- _ARTICLE_
I learned a couple things the other day:
I heard Mike Birbiglia describe, in an interview, how he was having trouble writing the ending of his most recent movie. He couldn’t find the motivation to actually take the time to sit down and pound out the final 10 pages or so of the script. He’d think: “I need to finish this script” but he’d never get it done. Then he realized he had absolutely no problem keeping appointments with other people, so he decided to trick his brain.
He left himself a note on his bedside table that read: “Mike: You have an appointment with yourself to write at the cafe at 8:30am. Don’t be late! Love, Mike.”
He finished the script.
Also, I learned that turkey mothers are very good mothers, but they only care for the chicks in their brood who make a “cheep-cheep” sound. And not only that, but that animal behaviorists did an experiment one time where they managed to trick a turkey mother into caring for a facsimile of it’s natural enemy (the polecat) by having it make the “cheep-cheep” sound. Take away the “cheep-cheep” and mama got protective. Bring it back, and mama got nurturing.

- _WRITTEN PROBLEM 1_
For each statement, say whether it agrees with the post, answering yes or no and quoting the deciding words: (a) Birbiglia had trouble keeping appointments with other people. (b) His bedside note set an appointment to write at the cafe at 8:30am. (c) Turkey mothers care for every chick in their brood.
The post and the records are unrelated.

- _EXTRACTED INFORMATION_
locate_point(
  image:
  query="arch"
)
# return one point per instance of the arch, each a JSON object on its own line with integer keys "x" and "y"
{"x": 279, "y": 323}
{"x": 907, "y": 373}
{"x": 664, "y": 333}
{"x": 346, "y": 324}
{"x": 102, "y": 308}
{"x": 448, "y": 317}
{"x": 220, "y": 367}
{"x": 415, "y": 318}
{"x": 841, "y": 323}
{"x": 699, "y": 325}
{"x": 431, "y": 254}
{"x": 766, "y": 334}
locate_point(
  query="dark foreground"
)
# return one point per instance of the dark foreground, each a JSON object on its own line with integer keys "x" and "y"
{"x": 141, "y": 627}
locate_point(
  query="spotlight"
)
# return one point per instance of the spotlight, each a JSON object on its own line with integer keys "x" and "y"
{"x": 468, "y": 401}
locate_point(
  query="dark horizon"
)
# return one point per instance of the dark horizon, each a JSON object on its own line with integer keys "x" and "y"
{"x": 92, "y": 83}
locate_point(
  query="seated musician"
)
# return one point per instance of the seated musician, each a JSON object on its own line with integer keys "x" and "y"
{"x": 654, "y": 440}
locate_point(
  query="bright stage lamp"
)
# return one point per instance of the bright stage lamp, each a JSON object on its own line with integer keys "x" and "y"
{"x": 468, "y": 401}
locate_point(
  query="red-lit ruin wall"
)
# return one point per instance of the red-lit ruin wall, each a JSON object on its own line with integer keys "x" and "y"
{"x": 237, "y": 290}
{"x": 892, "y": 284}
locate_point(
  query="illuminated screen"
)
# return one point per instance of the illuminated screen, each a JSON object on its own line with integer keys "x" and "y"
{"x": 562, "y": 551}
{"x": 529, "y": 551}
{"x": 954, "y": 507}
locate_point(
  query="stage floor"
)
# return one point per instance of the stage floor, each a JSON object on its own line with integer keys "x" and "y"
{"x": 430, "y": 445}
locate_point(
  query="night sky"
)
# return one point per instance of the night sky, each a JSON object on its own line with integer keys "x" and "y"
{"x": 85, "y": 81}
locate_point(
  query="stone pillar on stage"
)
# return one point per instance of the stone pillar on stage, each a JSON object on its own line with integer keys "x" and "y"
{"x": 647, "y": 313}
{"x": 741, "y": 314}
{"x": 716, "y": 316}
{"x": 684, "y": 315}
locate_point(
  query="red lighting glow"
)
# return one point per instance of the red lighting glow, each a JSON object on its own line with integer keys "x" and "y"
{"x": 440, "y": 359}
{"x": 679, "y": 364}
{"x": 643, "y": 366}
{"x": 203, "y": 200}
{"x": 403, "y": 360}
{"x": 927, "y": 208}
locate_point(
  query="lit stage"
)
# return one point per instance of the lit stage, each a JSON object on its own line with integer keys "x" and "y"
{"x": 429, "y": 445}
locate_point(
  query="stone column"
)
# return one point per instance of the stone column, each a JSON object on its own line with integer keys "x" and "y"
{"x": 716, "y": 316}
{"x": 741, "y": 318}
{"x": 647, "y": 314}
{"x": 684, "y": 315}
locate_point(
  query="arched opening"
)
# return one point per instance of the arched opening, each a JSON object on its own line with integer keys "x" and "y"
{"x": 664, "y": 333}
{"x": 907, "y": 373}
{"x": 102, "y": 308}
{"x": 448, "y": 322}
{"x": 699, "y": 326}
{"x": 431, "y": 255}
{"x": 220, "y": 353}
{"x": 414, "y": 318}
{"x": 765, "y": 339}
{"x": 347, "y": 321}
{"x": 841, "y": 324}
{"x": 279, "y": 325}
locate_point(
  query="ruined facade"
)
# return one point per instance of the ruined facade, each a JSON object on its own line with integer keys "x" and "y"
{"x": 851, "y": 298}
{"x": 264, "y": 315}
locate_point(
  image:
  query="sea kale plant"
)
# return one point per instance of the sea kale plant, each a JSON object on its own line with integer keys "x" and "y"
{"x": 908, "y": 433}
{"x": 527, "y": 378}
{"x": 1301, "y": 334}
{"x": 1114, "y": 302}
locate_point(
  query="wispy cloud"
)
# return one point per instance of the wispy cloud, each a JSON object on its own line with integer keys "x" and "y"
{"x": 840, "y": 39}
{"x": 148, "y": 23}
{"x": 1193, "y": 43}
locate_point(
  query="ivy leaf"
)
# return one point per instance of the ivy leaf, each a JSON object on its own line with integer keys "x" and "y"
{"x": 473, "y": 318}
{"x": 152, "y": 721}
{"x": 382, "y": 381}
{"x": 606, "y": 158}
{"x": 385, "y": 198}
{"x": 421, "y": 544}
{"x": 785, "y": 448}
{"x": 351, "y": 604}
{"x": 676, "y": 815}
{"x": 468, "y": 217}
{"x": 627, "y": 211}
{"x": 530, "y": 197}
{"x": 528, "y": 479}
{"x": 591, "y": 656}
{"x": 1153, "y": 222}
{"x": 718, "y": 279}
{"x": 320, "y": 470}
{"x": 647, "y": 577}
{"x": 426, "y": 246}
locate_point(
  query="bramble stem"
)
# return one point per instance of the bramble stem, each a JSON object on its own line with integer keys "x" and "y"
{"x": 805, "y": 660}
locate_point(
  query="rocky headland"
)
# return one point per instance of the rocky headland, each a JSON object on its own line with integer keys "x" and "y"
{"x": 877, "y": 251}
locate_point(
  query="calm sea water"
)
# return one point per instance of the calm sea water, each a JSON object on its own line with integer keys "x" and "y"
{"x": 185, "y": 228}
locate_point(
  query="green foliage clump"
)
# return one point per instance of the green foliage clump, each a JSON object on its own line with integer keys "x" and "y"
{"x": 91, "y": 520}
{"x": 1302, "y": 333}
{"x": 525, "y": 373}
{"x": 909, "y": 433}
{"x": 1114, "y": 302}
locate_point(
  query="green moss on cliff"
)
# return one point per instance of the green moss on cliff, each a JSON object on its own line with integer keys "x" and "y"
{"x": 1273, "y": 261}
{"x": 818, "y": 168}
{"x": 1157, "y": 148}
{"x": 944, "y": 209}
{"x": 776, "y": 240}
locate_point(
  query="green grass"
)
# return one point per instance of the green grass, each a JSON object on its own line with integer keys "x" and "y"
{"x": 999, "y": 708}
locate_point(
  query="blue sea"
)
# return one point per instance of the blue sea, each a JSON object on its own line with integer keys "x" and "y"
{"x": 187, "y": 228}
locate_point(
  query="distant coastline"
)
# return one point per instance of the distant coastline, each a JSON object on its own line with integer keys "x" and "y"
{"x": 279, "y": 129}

- _WRITTEN PROBLEM 2_
Pull out every line of the records that contains the string "cliff".

- _WORKED ANSWER 1_
(a) No: "he had absolutely no problem keeping appointments with other people"
(b) Yes: "You have an appointment with yourself to write at the cafe at 8:30am."
(c) No: "they only care for the chicks in their brood who make a “cheep-cheep” sound"

- _WORKED ANSWER 2_
  query="green moss on cliff"
# return one point per instance of the green moss on cliff, each a JSON object on its own line with integer keys "x" and "y"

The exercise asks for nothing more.